Exercise brief:
Reproduce the records exactly.

The records:
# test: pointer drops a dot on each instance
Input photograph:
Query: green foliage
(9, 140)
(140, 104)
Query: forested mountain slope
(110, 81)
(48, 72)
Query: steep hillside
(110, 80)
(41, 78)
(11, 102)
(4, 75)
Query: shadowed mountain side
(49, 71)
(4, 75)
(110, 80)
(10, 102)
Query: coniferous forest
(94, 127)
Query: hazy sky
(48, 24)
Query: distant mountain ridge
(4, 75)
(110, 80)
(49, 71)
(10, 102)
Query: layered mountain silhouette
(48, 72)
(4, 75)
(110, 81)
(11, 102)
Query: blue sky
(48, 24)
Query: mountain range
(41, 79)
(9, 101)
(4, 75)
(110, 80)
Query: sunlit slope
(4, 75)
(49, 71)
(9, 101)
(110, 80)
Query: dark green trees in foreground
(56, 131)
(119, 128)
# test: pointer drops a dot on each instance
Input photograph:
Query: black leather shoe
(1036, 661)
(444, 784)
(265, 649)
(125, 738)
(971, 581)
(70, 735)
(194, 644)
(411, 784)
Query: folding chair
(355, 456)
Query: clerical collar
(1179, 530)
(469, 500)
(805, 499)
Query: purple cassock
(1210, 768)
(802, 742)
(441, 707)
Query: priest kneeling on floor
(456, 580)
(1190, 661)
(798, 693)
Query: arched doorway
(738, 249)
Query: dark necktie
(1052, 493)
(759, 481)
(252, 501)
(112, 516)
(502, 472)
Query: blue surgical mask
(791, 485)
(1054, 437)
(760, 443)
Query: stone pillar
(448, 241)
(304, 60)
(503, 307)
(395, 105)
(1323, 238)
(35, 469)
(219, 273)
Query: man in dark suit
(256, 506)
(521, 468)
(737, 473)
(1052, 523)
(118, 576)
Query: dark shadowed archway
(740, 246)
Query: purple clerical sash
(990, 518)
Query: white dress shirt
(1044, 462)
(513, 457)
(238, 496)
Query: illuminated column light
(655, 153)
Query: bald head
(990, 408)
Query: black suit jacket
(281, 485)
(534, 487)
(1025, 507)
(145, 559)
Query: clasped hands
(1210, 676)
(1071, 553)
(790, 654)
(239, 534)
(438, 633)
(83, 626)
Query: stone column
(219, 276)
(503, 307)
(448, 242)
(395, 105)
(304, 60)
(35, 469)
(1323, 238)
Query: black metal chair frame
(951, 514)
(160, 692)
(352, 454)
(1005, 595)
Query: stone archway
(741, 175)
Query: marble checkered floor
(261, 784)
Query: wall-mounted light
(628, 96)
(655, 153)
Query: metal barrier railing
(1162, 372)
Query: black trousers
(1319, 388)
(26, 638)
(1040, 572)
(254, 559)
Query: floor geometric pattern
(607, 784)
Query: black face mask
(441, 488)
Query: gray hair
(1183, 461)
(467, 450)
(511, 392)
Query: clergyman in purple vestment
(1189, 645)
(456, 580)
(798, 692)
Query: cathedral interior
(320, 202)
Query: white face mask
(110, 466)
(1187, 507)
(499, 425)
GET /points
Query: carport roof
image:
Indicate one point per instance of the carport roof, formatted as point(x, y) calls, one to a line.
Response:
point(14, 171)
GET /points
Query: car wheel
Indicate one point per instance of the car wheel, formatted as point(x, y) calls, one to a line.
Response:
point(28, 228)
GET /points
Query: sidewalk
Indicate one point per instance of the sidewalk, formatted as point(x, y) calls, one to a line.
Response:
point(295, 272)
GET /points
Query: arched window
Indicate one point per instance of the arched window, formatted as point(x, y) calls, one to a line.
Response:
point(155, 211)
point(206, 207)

Result:
# test: pointer drops a dot on each instance
Input photograph:
Query: green foliage
(9, 140)
(140, 104)
Query: forested mountain slope
(110, 81)
(48, 72)
Query: steep hillside
(110, 80)
(41, 78)
(11, 102)
(4, 75)
Query: shadowed mountain side
(49, 71)
(4, 75)
(110, 80)
(10, 102)
Query: coniferous forest
(94, 127)
Query: hazy sky
(48, 24)
Query: distant mountain ridge
(4, 75)
(110, 80)
(49, 71)
(10, 102)
Query: layered mountain silhouette
(48, 72)
(4, 75)
(110, 81)
(11, 102)
Query: blue sky
(48, 24)
Query: mountain range
(41, 79)
(9, 101)
(4, 75)
(110, 80)
Query: sunlit slope
(4, 75)
(49, 71)
(9, 101)
(110, 80)
Query: dark green trees in foreground
(56, 131)
(119, 128)
# test: pointer drops a dot on each instance
Input photograph:
Query: black leather shoe
(1036, 661)
(444, 784)
(265, 649)
(125, 738)
(971, 581)
(70, 735)
(194, 644)
(411, 784)
Query: folding chair
(355, 456)
Query: clerical collar
(1179, 530)
(469, 500)
(805, 499)
Query: purple cassock
(1210, 768)
(802, 742)
(441, 707)
Query: priest kneeling on floor
(456, 580)
(1190, 661)
(798, 693)
Query: arched doorway
(738, 249)
Query: dark necktie
(1052, 493)
(759, 481)
(252, 501)
(112, 516)
(502, 472)
Query: blue surgical mask
(791, 485)
(1054, 437)
(760, 443)
Query: stone pillar
(448, 241)
(304, 60)
(503, 307)
(395, 105)
(1323, 238)
(35, 469)
(219, 273)
Query: man in dark suit
(256, 506)
(521, 468)
(737, 473)
(1052, 523)
(118, 576)
Query: dark shadowed archway
(740, 246)
Query: purple clerical sash
(990, 518)
Query: white dress shirt
(1044, 462)
(513, 457)
(238, 496)
Query: illuminated column light
(655, 153)
Query: bald head
(990, 408)
Query: black suit jacket
(281, 485)
(534, 487)
(1025, 507)
(145, 559)
Query: clasped hands
(1210, 676)
(1071, 553)
(790, 654)
(239, 534)
(438, 633)
(83, 626)
Query: stone column
(219, 276)
(503, 307)
(448, 242)
(395, 105)
(304, 60)
(35, 469)
(1323, 238)
Query: black metal chair frame
(951, 514)
(160, 692)
(352, 454)
(1005, 595)
Query: stone archway
(741, 175)
Query: marble checkered floor
(261, 784)
Query: wall-mounted light
(628, 96)
(655, 153)
Query: metal barrier railing
(1162, 372)
Query: black trousers
(1319, 388)
(26, 638)
(1040, 572)
(254, 559)
Query: floor geometric pattern
(607, 784)
Query: black face mask
(441, 488)
Query: gray hair
(1183, 461)
(467, 450)
(511, 392)
Query: clergyman in purple vestment
(1189, 645)
(456, 580)
(798, 692)
Query: cathedral interior
(320, 202)
Query: white face mask
(110, 466)
(1187, 507)
(499, 425)
GET /points
Query: carport roof
image:
Indicate one point per instance of the carport roof, formatted as point(x, y) calls, one to a line.
Response:
point(14, 171)
GET /points
Query: car wheel
Indicate one point per instance of the car wheel, formatted as point(x, y) calls, one to a line.
Response:
point(28, 228)
GET /points
Query: sidewalk
Indicate one point per instance of the sidewalk, formatted as point(x, y) calls, one to a line.
Response:
point(295, 272)
GET /points
Query: arched window
Indicate one point per instance of the arched window, formatted as point(x, y) calls, one to a line.
Response:
point(155, 211)
point(206, 207)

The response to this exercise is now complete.